Photo labels with boxes
>> Begin
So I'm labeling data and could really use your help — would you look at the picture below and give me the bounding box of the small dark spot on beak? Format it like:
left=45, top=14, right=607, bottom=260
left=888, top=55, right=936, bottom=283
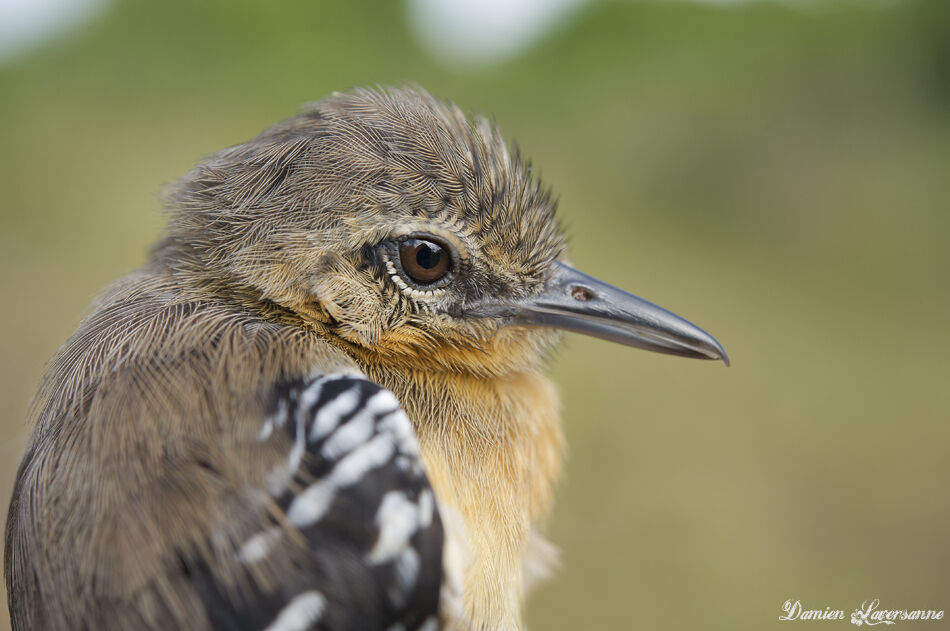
left=571, top=285, right=594, bottom=302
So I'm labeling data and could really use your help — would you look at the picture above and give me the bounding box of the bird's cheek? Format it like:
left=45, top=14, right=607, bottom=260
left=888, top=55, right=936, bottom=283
left=312, top=274, right=398, bottom=347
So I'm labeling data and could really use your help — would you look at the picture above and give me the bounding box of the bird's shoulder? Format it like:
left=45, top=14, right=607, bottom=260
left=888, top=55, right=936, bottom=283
left=188, top=374, right=443, bottom=630
left=6, top=273, right=442, bottom=630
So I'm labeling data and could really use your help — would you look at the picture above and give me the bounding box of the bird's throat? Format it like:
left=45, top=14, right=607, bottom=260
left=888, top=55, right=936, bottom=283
left=364, top=366, right=563, bottom=629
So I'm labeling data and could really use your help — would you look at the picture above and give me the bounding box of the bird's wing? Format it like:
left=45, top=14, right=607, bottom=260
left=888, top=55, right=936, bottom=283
left=192, top=375, right=443, bottom=631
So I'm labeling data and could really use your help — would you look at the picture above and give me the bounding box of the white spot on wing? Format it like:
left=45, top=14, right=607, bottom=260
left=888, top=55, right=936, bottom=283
left=368, top=491, right=419, bottom=563
left=310, top=386, right=360, bottom=441
left=264, top=590, right=327, bottom=631
left=238, top=526, right=281, bottom=563
left=287, top=434, right=393, bottom=528
left=320, top=409, right=375, bottom=460
left=287, top=479, right=336, bottom=528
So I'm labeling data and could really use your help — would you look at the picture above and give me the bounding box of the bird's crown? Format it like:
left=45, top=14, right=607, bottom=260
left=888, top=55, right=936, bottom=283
left=159, top=89, right=565, bottom=372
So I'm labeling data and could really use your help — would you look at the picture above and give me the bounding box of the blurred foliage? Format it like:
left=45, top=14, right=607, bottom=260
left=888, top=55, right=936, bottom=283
left=0, top=0, right=950, bottom=630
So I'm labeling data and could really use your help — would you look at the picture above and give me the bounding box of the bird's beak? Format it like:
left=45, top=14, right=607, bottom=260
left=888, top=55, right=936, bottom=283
left=490, top=263, right=729, bottom=366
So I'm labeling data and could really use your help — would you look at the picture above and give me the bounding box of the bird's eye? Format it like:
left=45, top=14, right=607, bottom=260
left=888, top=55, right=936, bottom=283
left=399, top=239, right=452, bottom=285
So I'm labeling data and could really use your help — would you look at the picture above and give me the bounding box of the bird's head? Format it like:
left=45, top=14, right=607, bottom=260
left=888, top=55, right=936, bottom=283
left=165, top=89, right=726, bottom=375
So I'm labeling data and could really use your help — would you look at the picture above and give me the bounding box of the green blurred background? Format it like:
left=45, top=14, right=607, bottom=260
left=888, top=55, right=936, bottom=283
left=0, top=0, right=950, bottom=630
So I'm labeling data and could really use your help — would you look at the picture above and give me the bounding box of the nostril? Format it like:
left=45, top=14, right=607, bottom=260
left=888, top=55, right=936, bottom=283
left=571, top=285, right=594, bottom=302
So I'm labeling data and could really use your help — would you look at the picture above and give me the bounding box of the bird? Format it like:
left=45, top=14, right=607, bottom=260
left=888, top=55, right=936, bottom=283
left=4, top=86, right=728, bottom=631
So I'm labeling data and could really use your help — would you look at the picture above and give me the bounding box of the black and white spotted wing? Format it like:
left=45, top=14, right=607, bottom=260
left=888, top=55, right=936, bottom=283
left=191, top=375, right=443, bottom=631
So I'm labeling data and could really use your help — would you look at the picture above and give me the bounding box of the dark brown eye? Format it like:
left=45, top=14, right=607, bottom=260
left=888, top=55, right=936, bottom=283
left=399, top=239, right=452, bottom=285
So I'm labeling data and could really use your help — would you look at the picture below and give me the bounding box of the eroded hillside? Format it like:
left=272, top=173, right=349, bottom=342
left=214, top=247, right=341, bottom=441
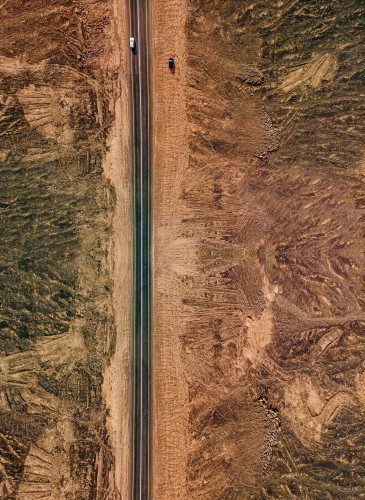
left=0, top=0, right=129, bottom=500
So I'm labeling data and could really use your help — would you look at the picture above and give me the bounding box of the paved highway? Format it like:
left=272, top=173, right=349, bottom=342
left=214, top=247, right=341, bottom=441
left=129, top=0, right=152, bottom=500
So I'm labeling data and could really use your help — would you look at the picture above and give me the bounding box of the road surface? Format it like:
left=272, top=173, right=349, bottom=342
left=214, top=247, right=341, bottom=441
left=129, top=0, right=152, bottom=500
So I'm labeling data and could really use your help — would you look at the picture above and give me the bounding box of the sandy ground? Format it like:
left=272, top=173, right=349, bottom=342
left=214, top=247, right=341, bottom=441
left=152, top=0, right=188, bottom=499
left=153, top=0, right=365, bottom=500
left=103, top=0, right=132, bottom=498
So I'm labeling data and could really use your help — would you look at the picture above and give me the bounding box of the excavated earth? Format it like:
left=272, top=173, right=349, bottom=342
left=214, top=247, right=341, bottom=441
left=155, top=0, right=365, bottom=500
left=0, top=0, right=130, bottom=500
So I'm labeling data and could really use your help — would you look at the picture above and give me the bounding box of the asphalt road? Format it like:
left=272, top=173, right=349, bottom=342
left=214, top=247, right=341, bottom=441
left=129, top=0, right=152, bottom=500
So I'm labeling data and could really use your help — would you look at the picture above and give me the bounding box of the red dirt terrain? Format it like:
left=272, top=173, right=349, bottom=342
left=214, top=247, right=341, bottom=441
left=154, top=0, right=365, bottom=500
left=0, top=0, right=131, bottom=500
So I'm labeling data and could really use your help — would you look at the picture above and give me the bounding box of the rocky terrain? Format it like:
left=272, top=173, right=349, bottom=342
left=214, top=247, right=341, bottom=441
left=0, top=0, right=128, bottom=500
left=152, top=0, right=365, bottom=500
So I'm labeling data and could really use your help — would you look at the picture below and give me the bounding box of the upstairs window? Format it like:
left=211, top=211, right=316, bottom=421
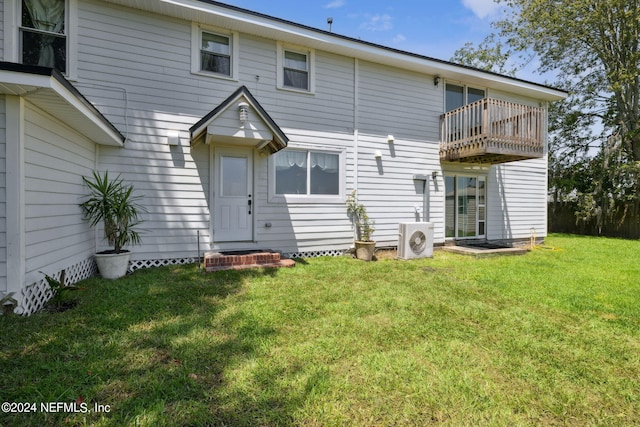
left=20, top=0, right=67, bottom=73
left=200, top=31, right=231, bottom=77
left=445, top=83, right=485, bottom=112
left=283, top=50, right=309, bottom=91
left=191, top=22, right=240, bottom=80
left=276, top=43, right=315, bottom=93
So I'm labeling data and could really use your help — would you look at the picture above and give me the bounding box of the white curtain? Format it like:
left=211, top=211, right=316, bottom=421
left=311, top=153, right=340, bottom=173
left=275, top=151, right=307, bottom=171
left=23, top=0, right=65, bottom=67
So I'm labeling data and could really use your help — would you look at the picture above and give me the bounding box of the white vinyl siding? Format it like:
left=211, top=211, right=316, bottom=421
left=277, top=43, right=316, bottom=93
left=63, top=1, right=546, bottom=259
left=357, top=61, right=443, bottom=144
left=487, top=157, right=547, bottom=241
left=19, top=0, right=69, bottom=73
left=24, top=103, right=96, bottom=283
left=191, top=22, right=240, bottom=80
left=0, top=96, right=7, bottom=295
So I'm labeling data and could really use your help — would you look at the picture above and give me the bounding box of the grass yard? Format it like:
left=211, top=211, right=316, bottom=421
left=0, top=235, right=640, bottom=426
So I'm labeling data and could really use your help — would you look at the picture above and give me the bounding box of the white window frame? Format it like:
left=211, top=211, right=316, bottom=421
left=191, top=22, right=240, bottom=81
left=276, top=42, right=316, bottom=94
left=269, top=143, right=347, bottom=204
left=443, top=81, right=488, bottom=113
left=3, top=0, right=78, bottom=80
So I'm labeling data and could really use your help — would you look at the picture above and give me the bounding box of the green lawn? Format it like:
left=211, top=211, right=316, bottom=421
left=0, top=235, right=640, bottom=426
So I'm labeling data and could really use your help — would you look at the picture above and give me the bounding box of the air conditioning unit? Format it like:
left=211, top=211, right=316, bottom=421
left=398, top=222, right=433, bottom=259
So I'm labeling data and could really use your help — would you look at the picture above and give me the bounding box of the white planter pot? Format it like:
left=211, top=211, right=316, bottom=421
left=355, top=240, right=376, bottom=261
left=95, top=251, right=131, bottom=279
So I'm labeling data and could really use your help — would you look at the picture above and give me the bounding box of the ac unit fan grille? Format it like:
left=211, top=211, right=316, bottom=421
left=409, top=230, right=427, bottom=255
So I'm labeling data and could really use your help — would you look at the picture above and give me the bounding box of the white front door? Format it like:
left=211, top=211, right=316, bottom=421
left=213, top=147, right=253, bottom=242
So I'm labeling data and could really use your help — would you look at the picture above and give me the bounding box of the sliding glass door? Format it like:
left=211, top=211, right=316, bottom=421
left=445, top=175, right=487, bottom=239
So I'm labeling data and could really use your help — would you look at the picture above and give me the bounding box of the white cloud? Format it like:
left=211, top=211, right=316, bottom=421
left=324, top=0, right=345, bottom=9
left=462, top=0, right=500, bottom=19
left=360, top=14, right=393, bottom=31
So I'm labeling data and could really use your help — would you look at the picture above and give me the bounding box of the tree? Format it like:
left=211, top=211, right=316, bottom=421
left=496, top=0, right=640, bottom=161
left=452, top=0, right=640, bottom=236
left=451, top=34, right=518, bottom=77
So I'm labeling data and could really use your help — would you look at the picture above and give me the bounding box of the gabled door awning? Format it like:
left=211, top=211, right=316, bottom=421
left=189, top=86, right=289, bottom=154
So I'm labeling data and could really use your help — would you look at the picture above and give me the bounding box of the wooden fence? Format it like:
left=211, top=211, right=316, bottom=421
left=548, top=203, right=640, bottom=239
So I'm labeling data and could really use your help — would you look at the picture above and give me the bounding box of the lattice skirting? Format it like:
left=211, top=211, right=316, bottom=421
left=282, top=249, right=349, bottom=258
left=129, top=258, right=198, bottom=273
left=15, top=249, right=348, bottom=316
left=15, top=258, right=98, bottom=316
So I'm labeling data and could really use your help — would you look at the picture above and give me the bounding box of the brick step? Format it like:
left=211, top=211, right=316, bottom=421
>> End
#### [Task]
Copy out the lines from the one containing "the bird's cheek?" through the one containing "left=312, top=274, right=398, bottom=347", swapping "cheek" for "nape" and keeping everything else the same.

#### [Result of this exercise]
So I'm labeling data and could really use your help — would you look at the picture above and give me the bounding box of the bird's nape? Format it like:
left=45, top=14, right=607, bottom=260
left=888, top=55, right=936, bottom=283
left=312, top=274, right=398, bottom=347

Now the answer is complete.